YOUR GOAL »
In the lines below, find the one that contains "In this picture, where can the green tree" and write it out exactly, along with every line that follows it.

TASK INPUT »

## START

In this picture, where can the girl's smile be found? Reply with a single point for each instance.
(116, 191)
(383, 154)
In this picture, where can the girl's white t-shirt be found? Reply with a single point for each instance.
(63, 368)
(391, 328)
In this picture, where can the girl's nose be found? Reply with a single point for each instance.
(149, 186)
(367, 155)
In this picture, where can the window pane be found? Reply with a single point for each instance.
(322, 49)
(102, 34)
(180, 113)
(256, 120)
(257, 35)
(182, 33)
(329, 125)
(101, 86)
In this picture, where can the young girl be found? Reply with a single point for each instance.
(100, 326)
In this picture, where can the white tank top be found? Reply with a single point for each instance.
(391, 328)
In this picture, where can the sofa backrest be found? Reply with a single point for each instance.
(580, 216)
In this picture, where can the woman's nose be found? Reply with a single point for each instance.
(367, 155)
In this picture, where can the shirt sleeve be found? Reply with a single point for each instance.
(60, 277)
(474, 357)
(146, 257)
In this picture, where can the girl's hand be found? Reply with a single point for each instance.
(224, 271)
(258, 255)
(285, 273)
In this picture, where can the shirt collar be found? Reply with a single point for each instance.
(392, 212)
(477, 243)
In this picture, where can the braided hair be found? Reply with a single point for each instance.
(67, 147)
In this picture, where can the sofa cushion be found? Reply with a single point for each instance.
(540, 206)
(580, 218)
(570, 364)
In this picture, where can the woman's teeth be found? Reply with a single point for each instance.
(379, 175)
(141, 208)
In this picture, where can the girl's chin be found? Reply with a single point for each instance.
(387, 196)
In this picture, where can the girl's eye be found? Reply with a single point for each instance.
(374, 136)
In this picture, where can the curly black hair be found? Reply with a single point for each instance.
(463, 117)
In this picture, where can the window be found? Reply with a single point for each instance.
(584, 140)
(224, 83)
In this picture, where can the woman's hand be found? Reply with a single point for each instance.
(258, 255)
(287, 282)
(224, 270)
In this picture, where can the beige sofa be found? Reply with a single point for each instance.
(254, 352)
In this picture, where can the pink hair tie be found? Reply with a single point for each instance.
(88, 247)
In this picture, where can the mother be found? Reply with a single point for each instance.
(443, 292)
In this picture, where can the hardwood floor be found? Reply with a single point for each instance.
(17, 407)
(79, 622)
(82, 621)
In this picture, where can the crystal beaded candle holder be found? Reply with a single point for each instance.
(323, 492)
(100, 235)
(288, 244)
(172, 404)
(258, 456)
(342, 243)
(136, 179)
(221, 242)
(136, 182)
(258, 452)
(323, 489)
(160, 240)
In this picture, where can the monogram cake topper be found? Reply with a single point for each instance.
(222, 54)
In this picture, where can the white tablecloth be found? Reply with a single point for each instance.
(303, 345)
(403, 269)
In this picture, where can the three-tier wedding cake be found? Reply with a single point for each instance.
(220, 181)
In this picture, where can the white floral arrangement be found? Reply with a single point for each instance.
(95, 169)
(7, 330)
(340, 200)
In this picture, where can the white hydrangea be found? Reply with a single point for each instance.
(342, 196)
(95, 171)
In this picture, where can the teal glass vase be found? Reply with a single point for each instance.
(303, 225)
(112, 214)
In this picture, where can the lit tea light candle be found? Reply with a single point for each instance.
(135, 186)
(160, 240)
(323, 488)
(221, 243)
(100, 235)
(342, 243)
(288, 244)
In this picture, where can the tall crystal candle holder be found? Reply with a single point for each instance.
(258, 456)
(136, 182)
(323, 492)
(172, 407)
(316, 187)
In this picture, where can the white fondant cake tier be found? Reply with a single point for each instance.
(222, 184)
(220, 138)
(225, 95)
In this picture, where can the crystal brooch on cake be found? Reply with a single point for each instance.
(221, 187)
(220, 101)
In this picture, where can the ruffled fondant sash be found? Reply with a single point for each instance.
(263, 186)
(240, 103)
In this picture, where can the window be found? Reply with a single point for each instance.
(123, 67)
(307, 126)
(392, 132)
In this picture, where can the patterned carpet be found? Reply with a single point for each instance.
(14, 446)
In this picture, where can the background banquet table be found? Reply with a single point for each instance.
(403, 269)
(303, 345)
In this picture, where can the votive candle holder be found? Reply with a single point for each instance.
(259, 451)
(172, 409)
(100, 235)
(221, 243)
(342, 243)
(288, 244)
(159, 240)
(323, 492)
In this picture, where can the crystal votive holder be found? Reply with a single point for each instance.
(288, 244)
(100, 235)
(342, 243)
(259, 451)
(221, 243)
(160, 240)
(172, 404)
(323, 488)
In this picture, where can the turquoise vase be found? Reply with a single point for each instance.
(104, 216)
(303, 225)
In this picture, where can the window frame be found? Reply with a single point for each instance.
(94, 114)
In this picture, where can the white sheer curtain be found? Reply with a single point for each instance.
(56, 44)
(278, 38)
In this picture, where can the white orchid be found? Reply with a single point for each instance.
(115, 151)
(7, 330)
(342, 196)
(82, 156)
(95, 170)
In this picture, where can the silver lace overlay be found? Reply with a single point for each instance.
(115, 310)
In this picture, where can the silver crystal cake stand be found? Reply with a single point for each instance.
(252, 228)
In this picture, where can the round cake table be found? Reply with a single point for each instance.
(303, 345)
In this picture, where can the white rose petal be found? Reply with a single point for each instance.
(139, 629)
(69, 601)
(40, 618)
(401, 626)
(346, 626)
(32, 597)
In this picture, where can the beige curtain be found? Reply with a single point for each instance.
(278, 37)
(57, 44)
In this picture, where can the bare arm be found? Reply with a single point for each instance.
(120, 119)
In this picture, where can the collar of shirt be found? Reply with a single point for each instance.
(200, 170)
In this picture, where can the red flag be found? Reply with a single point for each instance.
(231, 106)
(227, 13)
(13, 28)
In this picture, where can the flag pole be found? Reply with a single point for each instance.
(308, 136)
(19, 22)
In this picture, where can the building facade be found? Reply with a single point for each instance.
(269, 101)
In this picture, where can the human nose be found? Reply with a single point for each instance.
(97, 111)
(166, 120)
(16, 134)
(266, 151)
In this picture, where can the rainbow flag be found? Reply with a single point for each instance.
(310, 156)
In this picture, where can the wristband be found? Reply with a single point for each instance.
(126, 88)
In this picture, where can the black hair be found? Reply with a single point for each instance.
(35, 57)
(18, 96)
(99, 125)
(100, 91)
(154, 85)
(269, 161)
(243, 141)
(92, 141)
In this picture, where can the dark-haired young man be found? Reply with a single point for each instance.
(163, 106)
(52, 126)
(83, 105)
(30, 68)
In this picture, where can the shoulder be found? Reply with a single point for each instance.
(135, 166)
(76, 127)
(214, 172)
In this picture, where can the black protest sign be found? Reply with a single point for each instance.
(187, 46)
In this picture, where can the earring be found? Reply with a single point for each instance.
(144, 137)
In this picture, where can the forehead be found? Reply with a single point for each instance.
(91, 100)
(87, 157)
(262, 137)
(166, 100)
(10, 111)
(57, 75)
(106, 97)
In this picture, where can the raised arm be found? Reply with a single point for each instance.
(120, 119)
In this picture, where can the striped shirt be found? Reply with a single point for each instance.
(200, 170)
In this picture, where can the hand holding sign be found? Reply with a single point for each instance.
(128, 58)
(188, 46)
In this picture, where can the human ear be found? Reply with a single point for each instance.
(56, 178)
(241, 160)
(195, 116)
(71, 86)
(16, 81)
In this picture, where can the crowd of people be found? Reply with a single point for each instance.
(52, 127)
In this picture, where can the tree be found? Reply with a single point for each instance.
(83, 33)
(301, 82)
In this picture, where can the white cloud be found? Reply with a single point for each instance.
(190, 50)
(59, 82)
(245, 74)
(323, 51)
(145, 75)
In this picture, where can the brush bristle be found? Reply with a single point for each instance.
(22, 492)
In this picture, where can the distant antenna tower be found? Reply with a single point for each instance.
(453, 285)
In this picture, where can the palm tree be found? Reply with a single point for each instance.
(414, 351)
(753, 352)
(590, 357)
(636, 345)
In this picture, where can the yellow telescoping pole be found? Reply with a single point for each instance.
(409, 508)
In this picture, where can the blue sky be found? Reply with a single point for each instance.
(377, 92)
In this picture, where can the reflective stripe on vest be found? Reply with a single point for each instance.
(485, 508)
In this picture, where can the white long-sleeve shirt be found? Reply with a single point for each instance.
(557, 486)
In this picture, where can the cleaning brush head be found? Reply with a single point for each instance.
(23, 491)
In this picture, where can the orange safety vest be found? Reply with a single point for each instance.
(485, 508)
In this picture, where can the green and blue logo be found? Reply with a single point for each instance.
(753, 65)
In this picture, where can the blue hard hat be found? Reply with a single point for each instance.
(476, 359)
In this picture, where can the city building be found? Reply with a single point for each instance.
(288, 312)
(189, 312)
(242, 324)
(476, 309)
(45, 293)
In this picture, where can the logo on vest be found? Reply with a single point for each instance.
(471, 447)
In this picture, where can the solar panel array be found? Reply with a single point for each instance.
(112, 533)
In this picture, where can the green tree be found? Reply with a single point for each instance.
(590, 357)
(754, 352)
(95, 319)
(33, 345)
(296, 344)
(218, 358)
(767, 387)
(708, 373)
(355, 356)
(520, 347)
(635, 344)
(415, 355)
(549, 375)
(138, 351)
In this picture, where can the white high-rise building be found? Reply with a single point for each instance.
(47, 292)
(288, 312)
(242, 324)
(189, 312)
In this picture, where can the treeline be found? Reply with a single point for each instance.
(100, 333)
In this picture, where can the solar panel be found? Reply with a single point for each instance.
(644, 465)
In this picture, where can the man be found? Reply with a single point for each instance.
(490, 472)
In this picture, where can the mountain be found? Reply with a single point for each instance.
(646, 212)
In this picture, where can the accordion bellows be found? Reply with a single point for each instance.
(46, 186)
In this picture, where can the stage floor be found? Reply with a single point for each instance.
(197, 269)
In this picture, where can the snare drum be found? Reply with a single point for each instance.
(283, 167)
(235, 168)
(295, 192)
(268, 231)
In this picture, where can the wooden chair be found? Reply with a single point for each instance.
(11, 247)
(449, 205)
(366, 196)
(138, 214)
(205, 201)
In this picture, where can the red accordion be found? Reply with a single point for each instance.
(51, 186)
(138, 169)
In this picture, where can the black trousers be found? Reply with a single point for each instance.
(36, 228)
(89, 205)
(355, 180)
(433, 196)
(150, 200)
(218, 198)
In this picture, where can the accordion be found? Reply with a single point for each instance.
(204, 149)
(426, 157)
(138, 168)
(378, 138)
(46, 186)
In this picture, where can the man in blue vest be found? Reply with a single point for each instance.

## END

RESULT »
In this picture, where can the green tree be found? Reply with a single point for each instance.
(590, 357)
(754, 352)
(95, 319)
(33, 345)
(296, 344)
(218, 358)
(767, 387)
(708, 373)
(355, 356)
(520, 347)
(635, 344)
(415, 355)
(549, 375)
(138, 351)
In this picture, where can the white high-rise building be found? Reply with a single point for each instance.
(47, 292)
(288, 312)
(242, 324)
(189, 312)
In this picture, where can the treeline be found? Reply with a single point for each instance.
(100, 333)
In this picture, where can the solar panel be found? Reply with a single point for each instance.
(644, 465)
In this picture, where can the man be found? Reply with a single point for each instance.
(490, 472)
In this picture, where can the mountain be found? Reply with a single point for each instance.
(646, 212)
In this picture, where can the accordion bellows be found? Reply with a single point for each instance.
(46, 186)
In this picture, where can the stage floor be found? Reply with a single point for each instance.
(197, 269)
In this picture, where can the snare drum be found? Reply with a single point for each instance.
(283, 167)
(235, 168)
(295, 192)
(268, 231)
In this picture, where can the wooden chair be found? Reply with a single point for each instance.
(11, 247)
(449, 205)
(366, 196)
(138, 214)
(205, 201)
In this picture, where can the red accordion be found? Reply with a single point for each instance.
(51, 186)
(138, 169)
In this picture, where can the black trousers be found? Reply with a single point for each instance.
(36, 228)
(89, 205)
(355, 180)
(433, 196)
(150, 200)
(218, 198)
In this picture, where can the accordion be found? Reply with a single point for each instance.
(204, 149)
(426, 157)
(138, 168)
(378, 138)
(46, 186)
In this picture, where can the man in blue vest be found? Reply with a single point for each instance.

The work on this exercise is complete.